Begin Data lines
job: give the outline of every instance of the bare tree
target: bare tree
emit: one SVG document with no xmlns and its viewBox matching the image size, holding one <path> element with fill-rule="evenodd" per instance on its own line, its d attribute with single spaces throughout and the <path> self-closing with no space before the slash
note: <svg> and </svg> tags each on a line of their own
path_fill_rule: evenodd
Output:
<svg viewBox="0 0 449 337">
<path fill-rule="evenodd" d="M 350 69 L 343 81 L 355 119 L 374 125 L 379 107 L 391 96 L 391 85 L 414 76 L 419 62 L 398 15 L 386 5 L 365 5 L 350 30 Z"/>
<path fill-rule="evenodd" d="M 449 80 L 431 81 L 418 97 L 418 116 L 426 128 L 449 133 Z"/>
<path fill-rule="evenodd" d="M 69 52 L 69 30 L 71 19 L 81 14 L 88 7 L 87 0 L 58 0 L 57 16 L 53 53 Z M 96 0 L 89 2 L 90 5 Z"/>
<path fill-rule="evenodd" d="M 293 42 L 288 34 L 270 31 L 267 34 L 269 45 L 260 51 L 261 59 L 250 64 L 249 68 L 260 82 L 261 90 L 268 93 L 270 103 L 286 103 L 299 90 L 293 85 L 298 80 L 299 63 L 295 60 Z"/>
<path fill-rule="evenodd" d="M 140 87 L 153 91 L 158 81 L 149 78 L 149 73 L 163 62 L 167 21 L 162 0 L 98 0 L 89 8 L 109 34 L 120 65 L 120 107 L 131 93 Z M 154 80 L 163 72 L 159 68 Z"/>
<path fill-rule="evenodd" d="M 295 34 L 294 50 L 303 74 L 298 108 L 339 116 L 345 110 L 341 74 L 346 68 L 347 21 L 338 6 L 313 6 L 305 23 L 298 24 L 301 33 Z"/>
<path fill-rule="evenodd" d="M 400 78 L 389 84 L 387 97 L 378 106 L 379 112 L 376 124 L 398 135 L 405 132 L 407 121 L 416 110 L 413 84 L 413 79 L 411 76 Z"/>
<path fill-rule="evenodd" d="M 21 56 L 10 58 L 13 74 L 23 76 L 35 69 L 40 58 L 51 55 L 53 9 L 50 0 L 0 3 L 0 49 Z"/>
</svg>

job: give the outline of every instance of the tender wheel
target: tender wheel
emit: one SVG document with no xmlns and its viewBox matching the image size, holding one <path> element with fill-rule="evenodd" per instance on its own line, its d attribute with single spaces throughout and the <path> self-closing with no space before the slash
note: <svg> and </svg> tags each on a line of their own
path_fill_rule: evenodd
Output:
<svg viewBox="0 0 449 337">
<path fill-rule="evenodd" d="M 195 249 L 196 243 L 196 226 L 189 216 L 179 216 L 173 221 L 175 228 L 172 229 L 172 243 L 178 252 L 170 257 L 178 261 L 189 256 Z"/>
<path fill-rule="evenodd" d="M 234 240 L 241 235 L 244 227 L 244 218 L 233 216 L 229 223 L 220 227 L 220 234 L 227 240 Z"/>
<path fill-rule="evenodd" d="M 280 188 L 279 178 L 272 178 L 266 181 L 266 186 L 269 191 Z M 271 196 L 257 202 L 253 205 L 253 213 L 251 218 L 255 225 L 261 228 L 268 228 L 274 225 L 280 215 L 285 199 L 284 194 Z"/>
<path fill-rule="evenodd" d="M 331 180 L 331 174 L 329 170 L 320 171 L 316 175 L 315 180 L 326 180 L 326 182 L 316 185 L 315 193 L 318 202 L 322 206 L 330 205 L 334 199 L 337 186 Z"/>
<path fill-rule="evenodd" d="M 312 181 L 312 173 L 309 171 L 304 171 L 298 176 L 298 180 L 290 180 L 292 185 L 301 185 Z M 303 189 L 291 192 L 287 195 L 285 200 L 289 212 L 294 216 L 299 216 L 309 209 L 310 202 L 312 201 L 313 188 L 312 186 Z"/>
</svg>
End Data lines
■ **Aim**
Convert every line of the entries above into a Markdown table with the columns Row and Line, numbering the rows in order and leaving out blank lines.

■ **Full response**
| Row | Line |
|---|---|
| 1 | job: give the outline of every instance of the bare tree |
| 2 | target: bare tree |
| 3 | emit: one SVG document with no xmlns and its viewBox matching the image size, holding one <path> element with fill-rule="evenodd" per instance on its own line, its d attribute with single spaces throughout and the <path> self-closing with no space before the slash |
| 4 | note: <svg> and </svg> tags each on a line of their own |
| 5 | path_fill_rule: evenodd |
| 6 | Output: |
| 7 | <svg viewBox="0 0 449 337"> |
| 8 | <path fill-rule="evenodd" d="M 350 69 L 343 81 L 355 119 L 374 125 L 379 107 L 391 96 L 391 85 L 414 76 L 419 62 L 398 15 L 386 5 L 365 5 L 350 30 Z"/> |
| 9 | <path fill-rule="evenodd" d="M 449 80 L 431 81 L 418 97 L 418 116 L 426 128 L 449 133 Z"/> |
| 10 | <path fill-rule="evenodd" d="M 69 52 L 69 30 L 71 19 L 81 14 L 88 7 L 87 0 L 58 0 L 57 16 L 53 53 Z M 96 0 L 89 2 L 90 5 Z"/> |
| 11 | <path fill-rule="evenodd" d="M 293 42 L 288 34 L 270 31 L 267 34 L 269 45 L 260 51 L 261 59 L 250 64 L 249 68 L 260 82 L 261 90 L 268 93 L 270 103 L 286 103 L 299 90 L 293 85 L 298 80 L 299 63 L 295 60 Z"/> |
| 12 | <path fill-rule="evenodd" d="M 140 87 L 153 91 L 158 81 L 149 78 L 149 73 L 163 62 L 167 21 L 162 0 L 98 0 L 89 8 L 109 34 L 120 65 L 120 107 L 131 93 Z M 154 80 L 163 72 L 159 68 Z"/> |
| 13 | <path fill-rule="evenodd" d="M 295 34 L 294 50 L 303 74 L 298 108 L 339 116 L 345 110 L 341 74 L 346 68 L 347 21 L 338 6 L 313 6 L 305 23 L 298 24 L 301 33 Z"/> |
| 14 | <path fill-rule="evenodd" d="M 400 78 L 389 84 L 387 97 L 378 106 L 379 112 L 376 124 L 398 135 L 405 132 L 407 121 L 416 110 L 413 84 L 413 79 L 411 76 Z"/> |
| 15 | <path fill-rule="evenodd" d="M 21 56 L 10 58 L 13 74 L 23 76 L 35 69 L 40 58 L 51 55 L 53 9 L 50 0 L 0 3 L 0 49 Z"/> |
| 16 | </svg> |
| 17 | job: give the outline of every instance of the tender wheel |
| 18 | target: tender wheel |
| 19 | emit: one SVG document with no xmlns and its viewBox matching the image size, holding one <path> element with fill-rule="evenodd" per instance on its own line, its d attribute with single spaces throughout and the <path> self-closing with no space before the slash |
| 20 | note: <svg> and </svg> tags each on a line of their own |
| 21 | path_fill_rule: evenodd |
| 22 | Output: |
| 23 | <svg viewBox="0 0 449 337"> |
| 24 | <path fill-rule="evenodd" d="M 195 249 L 196 243 L 196 226 L 189 216 L 179 216 L 173 221 L 175 228 L 172 229 L 172 243 L 178 252 L 170 257 L 178 261 L 189 256 Z"/> |
| 25 | <path fill-rule="evenodd" d="M 234 240 L 241 235 L 244 227 L 244 218 L 233 216 L 229 223 L 220 227 L 220 234 L 227 240 Z"/> |
| 26 | <path fill-rule="evenodd" d="M 280 188 L 279 178 L 272 178 L 266 181 L 266 186 L 269 191 Z M 271 196 L 257 202 L 253 205 L 253 213 L 251 218 L 255 225 L 261 228 L 268 228 L 274 225 L 280 215 L 285 199 L 284 194 Z"/> |
| 27 | <path fill-rule="evenodd" d="M 331 180 L 331 174 L 329 170 L 320 171 L 316 175 L 315 180 L 326 180 L 326 182 L 316 185 L 315 193 L 318 202 L 322 206 L 330 205 L 334 199 L 337 186 Z"/> |
| 28 | <path fill-rule="evenodd" d="M 312 181 L 312 173 L 309 171 L 304 171 L 298 176 L 298 180 L 290 180 L 292 185 L 301 185 Z M 303 189 L 291 192 L 287 195 L 285 200 L 289 212 L 294 216 L 299 216 L 309 209 L 310 202 L 312 201 L 313 188 L 312 186 Z"/> |
| 29 | </svg> |